(Working data)
--------------------
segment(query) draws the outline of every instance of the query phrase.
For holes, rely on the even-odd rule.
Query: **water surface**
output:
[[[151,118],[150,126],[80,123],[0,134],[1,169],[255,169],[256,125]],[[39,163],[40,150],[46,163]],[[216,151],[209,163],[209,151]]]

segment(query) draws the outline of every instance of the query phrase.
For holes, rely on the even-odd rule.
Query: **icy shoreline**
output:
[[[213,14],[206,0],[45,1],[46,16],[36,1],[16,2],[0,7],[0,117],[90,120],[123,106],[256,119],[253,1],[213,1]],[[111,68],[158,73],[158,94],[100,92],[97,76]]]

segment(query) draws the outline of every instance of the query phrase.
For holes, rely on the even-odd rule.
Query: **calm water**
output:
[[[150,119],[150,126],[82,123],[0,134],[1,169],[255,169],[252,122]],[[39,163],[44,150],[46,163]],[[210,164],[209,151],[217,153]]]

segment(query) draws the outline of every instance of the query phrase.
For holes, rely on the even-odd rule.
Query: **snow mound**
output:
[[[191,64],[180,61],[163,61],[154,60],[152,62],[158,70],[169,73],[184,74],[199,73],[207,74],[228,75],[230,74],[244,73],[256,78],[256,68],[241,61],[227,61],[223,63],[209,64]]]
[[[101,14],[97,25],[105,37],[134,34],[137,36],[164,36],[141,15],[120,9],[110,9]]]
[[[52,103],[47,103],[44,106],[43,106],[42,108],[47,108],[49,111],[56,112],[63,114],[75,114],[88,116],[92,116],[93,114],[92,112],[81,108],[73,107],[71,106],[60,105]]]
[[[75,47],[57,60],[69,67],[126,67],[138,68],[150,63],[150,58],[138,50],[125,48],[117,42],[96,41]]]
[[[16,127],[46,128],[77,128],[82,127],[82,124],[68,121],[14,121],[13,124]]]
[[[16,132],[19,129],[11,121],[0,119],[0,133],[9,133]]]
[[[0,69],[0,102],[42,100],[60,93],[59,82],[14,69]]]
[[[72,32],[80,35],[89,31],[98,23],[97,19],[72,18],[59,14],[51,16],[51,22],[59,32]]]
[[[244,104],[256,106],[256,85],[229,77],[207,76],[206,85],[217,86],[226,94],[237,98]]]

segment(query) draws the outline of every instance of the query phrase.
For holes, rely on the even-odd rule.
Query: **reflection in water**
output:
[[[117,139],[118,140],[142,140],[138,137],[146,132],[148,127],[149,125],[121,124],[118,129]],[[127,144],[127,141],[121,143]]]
--------------------
(Set problem)
Quote all the records. Keep every word exact.

(Answer to this problem)
segment(query) draws the outline of every instance of the query phrase.
For holes, rely on the even-odd rule.
Query: **water surface**
output:
[[[151,118],[150,126],[80,123],[0,134],[1,169],[255,169],[256,125]],[[39,163],[40,150],[46,163]],[[216,151],[209,163],[209,151]]]

segment(query) draws the outline of every instance of the query phrase.
For holes, rely on the even-odd rule.
Query: **icy shoreline**
output:
[[[213,14],[206,0],[45,1],[46,16],[36,1],[16,2],[0,7],[0,117],[90,120],[123,106],[256,119],[253,1],[213,1]],[[111,68],[158,73],[158,94],[100,92],[97,76]]]

segment(query) draws the outline of every instance of the query phrase.
For holes, rely on the even-odd rule.
Query: **calm water**
output:
[[[150,119],[150,126],[82,123],[0,134],[1,169],[255,169],[252,122]],[[39,163],[44,150],[46,163]],[[210,164],[209,151],[217,153]]]

segment(query) draws the outline of every instance of the query phrase.
For holes, rely on the even-odd rule.
Query: **snow mound**
output:
[[[191,64],[180,61],[163,61],[154,60],[152,62],[158,70],[169,73],[184,74],[199,73],[207,74],[228,75],[230,74],[244,73],[256,78],[256,68],[241,61],[227,61],[223,63],[209,64]]]
[[[101,14],[97,25],[105,37],[134,34],[137,36],[164,36],[141,15],[120,9],[110,9]]]
[[[52,103],[47,103],[44,106],[43,106],[42,108],[47,108],[49,111],[56,112],[63,114],[75,114],[88,116],[92,116],[93,114],[92,112],[81,108],[73,107],[71,106],[60,105]]]
[[[75,47],[57,60],[69,67],[126,67],[138,68],[150,63],[150,58],[138,50],[125,48],[117,42],[96,41]]]
[[[16,127],[46,128],[77,128],[82,127],[82,124],[68,121],[14,121],[13,124]]]
[[[16,132],[19,129],[11,121],[0,119],[0,133],[9,133]]]
[[[0,69],[0,102],[42,100],[60,93],[59,82],[14,69]]]
[[[72,32],[80,35],[89,31],[98,23],[97,19],[72,18],[59,14],[51,16],[51,22],[59,32]]]
[[[244,104],[256,106],[256,85],[229,77],[207,76],[206,85],[217,86],[226,94],[237,98]]]

segment(query) draws the outline of every instance of the query phrase.
For holes, rely on the even-odd rule.
Query: **reflection in water**
output:
[[[117,139],[118,140],[142,140],[138,137],[146,132],[148,127],[149,125],[121,124],[118,129]],[[127,144],[127,141],[121,143]]]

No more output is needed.